▸ DOCUMENT PASSAGE
● ● ● ● ●
Tuesday, October 09, 2007

Researching the Mystic

Scientists have long felt that religious feelings occur somewhere in the brain. Some have even speculated that these feelings can be traced to a specific place in the gray matter between our ears, but there has been little agreement on where exactly this place might be. Scientific American magazine reports this month on the latest attempts to map the neurological landscape of religious experience. Through the use of MRIs and brain scans, researchers are "attempting to pin down what happens in the brain when people experience mystical awakenings during prayer and meditation or during spontaneous utterances inspired by religious fervor." As an individual who performs a technical job, I can understand the desire to find the "God(s) spot" in the human brain. And as an exercise in better understanding human behavior and development, I can support such research. But I also walk the narrow line between the empirical and the ineffable. I firmly believe there is a spiritual dimension to human life. Andean mystics, for example, believe that all humans have a metaphysical body in addition to the physical. The metaphysical body mimics the physical, yet this "other" body is tied to energy in the way that the physical body is tied to food items. The spiritual stomach eats and processes forms of energy, instead of physical food, breaking it down for other spiritual entities to devour in a way that echoes our physical digestive system. So is there truly this direct a correlation between the spiritual realm and our physical anatomy? I don't know. But while I am interested in research that measures brain waves and records bio-electrical impulses during meditation, I do have my concerns. I am concerned that the actual intent that drives such research is a desire to prove that religious experience is no more real than a chemically fueled hallucination. If that is the case here, then there are no winners.
● ● ● ● ●
(Stored data entries)
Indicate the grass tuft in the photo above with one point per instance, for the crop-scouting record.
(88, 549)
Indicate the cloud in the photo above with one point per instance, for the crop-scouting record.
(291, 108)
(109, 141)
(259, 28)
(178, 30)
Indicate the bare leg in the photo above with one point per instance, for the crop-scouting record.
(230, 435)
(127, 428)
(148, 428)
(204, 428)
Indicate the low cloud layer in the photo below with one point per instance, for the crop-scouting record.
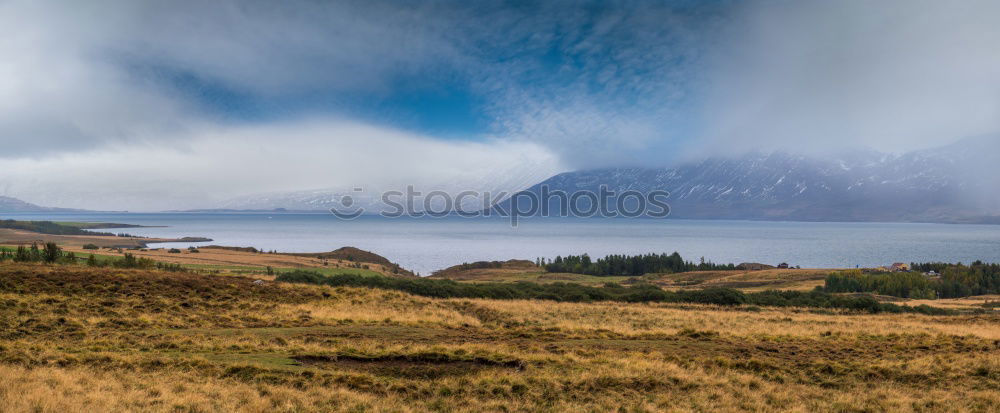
(894, 75)
(217, 164)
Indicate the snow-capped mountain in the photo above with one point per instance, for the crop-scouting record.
(955, 183)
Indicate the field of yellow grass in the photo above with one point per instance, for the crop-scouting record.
(74, 338)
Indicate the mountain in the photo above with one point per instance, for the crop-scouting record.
(499, 185)
(955, 183)
(8, 204)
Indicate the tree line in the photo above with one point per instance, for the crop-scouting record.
(951, 281)
(630, 265)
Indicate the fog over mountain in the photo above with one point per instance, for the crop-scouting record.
(147, 106)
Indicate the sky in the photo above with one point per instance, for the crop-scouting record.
(146, 105)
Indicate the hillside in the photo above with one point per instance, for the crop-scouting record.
(949, 184)
(76, 338)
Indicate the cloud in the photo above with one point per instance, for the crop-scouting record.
(894, 75)
(220, 163)
(88, 87)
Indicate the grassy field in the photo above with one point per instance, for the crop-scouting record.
(74, 338)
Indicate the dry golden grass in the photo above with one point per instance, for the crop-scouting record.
(80, 339)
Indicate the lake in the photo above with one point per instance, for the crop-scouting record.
(428, 244)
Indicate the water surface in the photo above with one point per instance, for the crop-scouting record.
(428, 244)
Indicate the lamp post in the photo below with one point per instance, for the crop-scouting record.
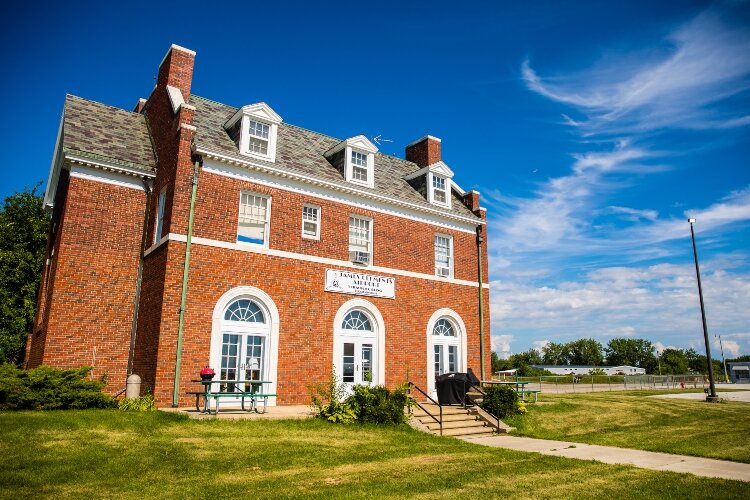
(723, 361)
(712, 387)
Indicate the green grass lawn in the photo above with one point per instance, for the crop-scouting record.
(99, 453)
(631, 420)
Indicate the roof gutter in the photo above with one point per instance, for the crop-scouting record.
(183, 298)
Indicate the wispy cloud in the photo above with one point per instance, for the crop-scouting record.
(705, 63)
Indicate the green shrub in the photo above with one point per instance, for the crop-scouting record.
(501, 401)
(378, 405)
(143, 403)
(46, 388)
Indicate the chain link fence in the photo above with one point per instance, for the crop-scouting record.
(564, 384)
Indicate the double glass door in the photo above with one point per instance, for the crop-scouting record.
(242, 358)
(357, 362)
(445, 358)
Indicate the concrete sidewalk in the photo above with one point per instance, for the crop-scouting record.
(705, 467)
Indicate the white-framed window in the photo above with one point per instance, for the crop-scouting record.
(444, 255)
(359, 167)
(258, 137)
(311, 222)
(255, 211)
(159, 226)
(360, 240)
(439, 190)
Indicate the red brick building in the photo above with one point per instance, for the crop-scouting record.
(189, 233)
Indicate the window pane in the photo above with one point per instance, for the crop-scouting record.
(366, 362)
(359, 234)
(452, 358)
(255, 145)
(359, 174)
(356, 320)
(258, 129)
(348, 375)
(253, 218)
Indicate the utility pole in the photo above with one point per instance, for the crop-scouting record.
(723, 361)
(712, 397)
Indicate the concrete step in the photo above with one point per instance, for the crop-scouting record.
(469, 431)
(465, 424)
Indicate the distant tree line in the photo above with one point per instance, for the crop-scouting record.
(619, 351)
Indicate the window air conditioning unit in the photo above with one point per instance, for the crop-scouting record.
(359, 257)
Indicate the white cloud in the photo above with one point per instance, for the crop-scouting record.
(539, 345)
(706, 63)
(731, 348)
(501, 345)
(658, 302)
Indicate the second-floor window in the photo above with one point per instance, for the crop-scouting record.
(443, 256)
(360, 240)
(252, 226)
(159, 226)
(311, 222)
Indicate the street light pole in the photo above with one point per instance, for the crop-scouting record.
(723, 361)
(712, 387)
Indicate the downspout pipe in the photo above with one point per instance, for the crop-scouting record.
(480, 239)
(183, 298)
(148, 187)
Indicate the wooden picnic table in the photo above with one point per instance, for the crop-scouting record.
(252, 391)
(520, 387)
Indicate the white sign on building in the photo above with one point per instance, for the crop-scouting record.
(360, 284)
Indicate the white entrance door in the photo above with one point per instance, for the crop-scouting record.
(445, 352)
(243, 355)
(356, 352)
(356, 362)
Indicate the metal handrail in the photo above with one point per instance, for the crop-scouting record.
(440, 421)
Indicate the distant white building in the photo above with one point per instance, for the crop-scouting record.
(585, 370)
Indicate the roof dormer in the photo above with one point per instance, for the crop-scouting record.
(434, 182)
(355, 159)
(254, 129)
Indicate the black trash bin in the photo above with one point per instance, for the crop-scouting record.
(452, 388)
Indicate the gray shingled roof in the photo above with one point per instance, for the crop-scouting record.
(105, 132)
(301, 151)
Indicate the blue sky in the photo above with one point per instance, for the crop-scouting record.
(592, 129)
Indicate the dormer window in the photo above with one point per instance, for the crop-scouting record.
(258, 140)
(355, 159)
(254, 129)
(438, 190)
(435, 183)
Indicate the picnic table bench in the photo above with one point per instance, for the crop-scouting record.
(254, 394)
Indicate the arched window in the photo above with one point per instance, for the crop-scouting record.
(356, 320)
(244, 310)
(444, 328)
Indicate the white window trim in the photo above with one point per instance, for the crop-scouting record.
(460, 329)
(371, 245)
(245, 138)
(317, 224)
(451, 258)
(267, 227)
(431, 190)
(370, 167)
(161, 202)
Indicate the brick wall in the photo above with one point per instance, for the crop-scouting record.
(306, 320)
(89, 309)
(398, 242)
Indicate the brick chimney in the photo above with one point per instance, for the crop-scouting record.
(425, 151)
(471, 200)
(176, 70)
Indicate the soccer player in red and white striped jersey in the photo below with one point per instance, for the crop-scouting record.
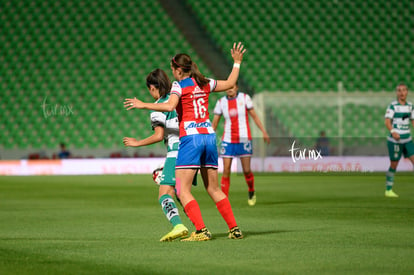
(197, 150)
(237, 140)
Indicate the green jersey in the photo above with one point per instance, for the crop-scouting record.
(169, 121)
(401, 116)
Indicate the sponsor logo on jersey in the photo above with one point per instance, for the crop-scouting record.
(198, 125)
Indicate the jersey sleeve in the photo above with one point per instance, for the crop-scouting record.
(249, 102)
(217, 109)
(213, 84)
(176, 89)
(390, 112)
(158, 119)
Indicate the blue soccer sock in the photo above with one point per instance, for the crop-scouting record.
(390, 178)
(170, 209)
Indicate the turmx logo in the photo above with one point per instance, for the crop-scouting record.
(55, 109)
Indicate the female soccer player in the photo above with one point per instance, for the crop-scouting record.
(397, 120)
(189, 96)
(237, 139)
(165, 126)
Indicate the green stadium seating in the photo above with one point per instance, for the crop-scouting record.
(83, 55)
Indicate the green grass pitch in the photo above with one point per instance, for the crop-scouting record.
(313, 223)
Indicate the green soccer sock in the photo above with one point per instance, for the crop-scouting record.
(390, 178)
(170, 209)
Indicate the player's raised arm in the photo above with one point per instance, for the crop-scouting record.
(169, 106)
(237, 53)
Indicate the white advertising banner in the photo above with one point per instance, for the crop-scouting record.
(147, 165)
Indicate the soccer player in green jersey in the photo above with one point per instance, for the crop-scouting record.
(165, 126)
(399, 115)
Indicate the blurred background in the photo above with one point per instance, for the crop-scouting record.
(316, 66)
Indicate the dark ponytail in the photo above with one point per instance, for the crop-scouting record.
(160, 80)
(184, 62)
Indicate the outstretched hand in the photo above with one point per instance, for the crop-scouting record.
(237, 52)
(131, 103)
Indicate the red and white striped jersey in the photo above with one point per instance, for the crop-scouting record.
(236, 117)
(192, 109)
● ● ● ● ●
▸ ACTIVITY LIST
(1) In the blog post on brain research and religious experience, which magazine reports on attempts to map the neurological landscape of religious experience?
(2) For each statement, say whether it agrees with the blog post on brain research and religious experience, and quote the words from the post that decide it.
(a) Scientists agree on the exact place in the brain where religious feelings occur.
(b) Andean mystics believe all humans have a metaphysical body as well as a physical one.
(c) The writer of the post performs a technical job.
(3) Write a continuation of the blog post on brain research and religious experience, starting after its final sentence.
The entries have nothing to do with the blog post on brain research and religious experience.

▸ TASK RESPONSES
(1) Scientific American

(2)
(a) No: "there has been little agreement on where exactly this place might be."
(b) Yes: "Andean mystics, for example, believe that all humans have a metaphysical body in addition to the physical."
(c) Yes: "As an individual who performs a technical job"

(3)
SEARCHING FOR GOD IN THE BRAIN by David Biello Researchers are unearthing the roots of religious feeling in the neural commotion that accompanies the spiritual epiphanies of nuns, Buddhists and other people of faith

The doughnut-shaped machine swallows the nun, who is outfitted in a plain T-shirt and loose hospital pants rather than her usual brown habit and long veil. She wears earplugs and rests her head on foam cushions to dampen the device’s roar, as loud as a jet engine. Supercooled giant magnets generate intense fields around the nun’s head in a high-tech attempt to read her mind as she communes with her deity. The Carmelite nun and 14 of her Catholic sisters have left their cloistered lives temporarily for this claustrophobic blue tube that bears little resemblance to the wooden prayer stall or sparse room where such mystical experiences usually occur. Each of these nuns answered a call for volunteers “who have had an experience of intense union with God” and agreed to participate in an experiment devised by neuroscientist Mario Beauregard of the University of Montreal. Using functional magnetic resonance imaging (fMRI), Beauregard seeks to pinpoint the brain areas that are active while the nuns recall the most powerful religious epiphany of their lives, a time they experienced a profound connection with the divine. The question: Is there a God spot in the brain? ...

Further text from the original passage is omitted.